--- Problem to work on ---
Reproduce the listing below line for line, without changing anything.

--- Information provided ---
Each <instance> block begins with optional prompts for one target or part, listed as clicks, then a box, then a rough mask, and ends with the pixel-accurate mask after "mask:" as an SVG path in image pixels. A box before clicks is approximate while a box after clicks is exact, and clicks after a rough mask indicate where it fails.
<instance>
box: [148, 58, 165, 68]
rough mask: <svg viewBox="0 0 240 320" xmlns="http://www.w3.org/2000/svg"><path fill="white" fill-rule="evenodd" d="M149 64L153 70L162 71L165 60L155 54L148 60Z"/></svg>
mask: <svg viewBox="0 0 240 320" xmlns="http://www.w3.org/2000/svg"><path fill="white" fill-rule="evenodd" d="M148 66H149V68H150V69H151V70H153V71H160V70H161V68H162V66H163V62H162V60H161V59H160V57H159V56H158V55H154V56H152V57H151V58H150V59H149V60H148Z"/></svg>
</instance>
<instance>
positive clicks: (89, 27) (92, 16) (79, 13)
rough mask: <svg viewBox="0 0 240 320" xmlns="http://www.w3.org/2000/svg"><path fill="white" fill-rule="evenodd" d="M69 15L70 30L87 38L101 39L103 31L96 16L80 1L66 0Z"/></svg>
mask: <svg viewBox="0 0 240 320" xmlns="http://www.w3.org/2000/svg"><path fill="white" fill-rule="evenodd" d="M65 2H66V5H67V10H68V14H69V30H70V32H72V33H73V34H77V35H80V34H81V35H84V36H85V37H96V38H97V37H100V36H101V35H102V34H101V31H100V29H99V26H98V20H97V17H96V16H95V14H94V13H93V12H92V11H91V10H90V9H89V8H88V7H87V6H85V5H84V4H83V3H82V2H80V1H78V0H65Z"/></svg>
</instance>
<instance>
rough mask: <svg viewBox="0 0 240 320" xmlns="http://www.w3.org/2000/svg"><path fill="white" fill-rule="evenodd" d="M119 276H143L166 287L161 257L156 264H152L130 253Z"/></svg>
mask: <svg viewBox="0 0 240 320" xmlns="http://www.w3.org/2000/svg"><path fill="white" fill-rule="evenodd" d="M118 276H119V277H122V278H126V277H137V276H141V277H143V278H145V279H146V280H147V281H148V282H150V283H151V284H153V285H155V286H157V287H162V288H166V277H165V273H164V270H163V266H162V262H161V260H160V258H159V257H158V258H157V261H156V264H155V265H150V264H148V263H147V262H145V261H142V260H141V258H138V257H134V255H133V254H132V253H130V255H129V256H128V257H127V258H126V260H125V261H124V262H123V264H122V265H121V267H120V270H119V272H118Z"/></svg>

--- Completed task ---
Each <instance> block begins with optional prompts for one target or part, listed as clicks, then a box, then a rough mask, and ends with the pixel-accurate mask after "mask:" as an SVG path in image pixels. A box before clicks is approximate while a box after clicks is exact, and clicks after a rough mask indicate where it fails.
<instance>
box: [148, 58, 165, 68]
rough mask: <svg viewBox="0 0 240 320" xmlns="http://www.w3.org/2000/svg"><path fill="white" fill-rule="evenodd" d="M149 64L153 70L162 71L165 60L155 54L148 60Z"/></svg>
mask: <svg viewBox="0 0 240 320" xmlns="http://www.w3.org/2000/svg"><path fill="white" fill-rule="evenodd" d="M148 66H149V68H150V69H151V70H153V71H160V70H161V68H162V66H163V62H162V60H161V59H160V57H159V56H158V55H154V56H152V57H151V58H150V59H149V60H148Z"/></svg>
</instance>
<instance>
positive clicks: (89, 27) (92, 16) (79, 13)
rough mask: <svg viewBox="0 0 240 320" xmlns="http://www.w3.org/2000/svg"><path fill="white" fill-rule="evenodd" d="M69 15L70 30L87 38L101 39L103 31L96 16L80 1L66 0Z"/></svg>
mask: <svg viewBox="0 0 240 320" xmlns="http://www.w3.org/2000/svg"><path fill="white" fill-rule="evenodd" d="M65 2H66V5H67V10H68V14H69V30H70V32H72V33H73V34H77V35H80V34H81V35H84V36H85V37H96V38H97V37H100V36H101V35H102V34H101V31H100V29H99V26H98V20H97V17H96V16H95V14H94V13H93V12H92V11H91V10H90V9H89V8H88V7H87V6H85V5H84V4H83V3H82V2H80V1H78V0H65Z"/></svg>
</instance>
<instance>
rough mask: <svg viewBox="0 0 240 320" xmlns="http://www.w3.org/2000/svg"><path fill="white" fill-rule="evenodd" d="M119 276H143L166 287L161 257L156 264H152L130 253Z"/></svg>
mask: <svg viewBox="0 0 240 320" xmlns="http://www.w3.org/2000/svg"><path fill="white" fill-rule="evenodd" d="M118 276H119V277H122V278H126V277H137V276H141V277H143V278H145V279H146V280H147V281H148V282H150V283H151V284H153V285H155V286H157V287H162V288H166V277H165V273H164V270H163V266H162V262H161V260H160V258H159V257H158V258H157V261H156V264H155V265H150V264H148V263H147V262H145V261H142V260H141V258H138V257H134V255H133V254H132V253H130V255H129V256H128V257H127V258H126V260H125V261H124V262H123V264H122V265H121V267H120V270H119V272H118Z"/></svg>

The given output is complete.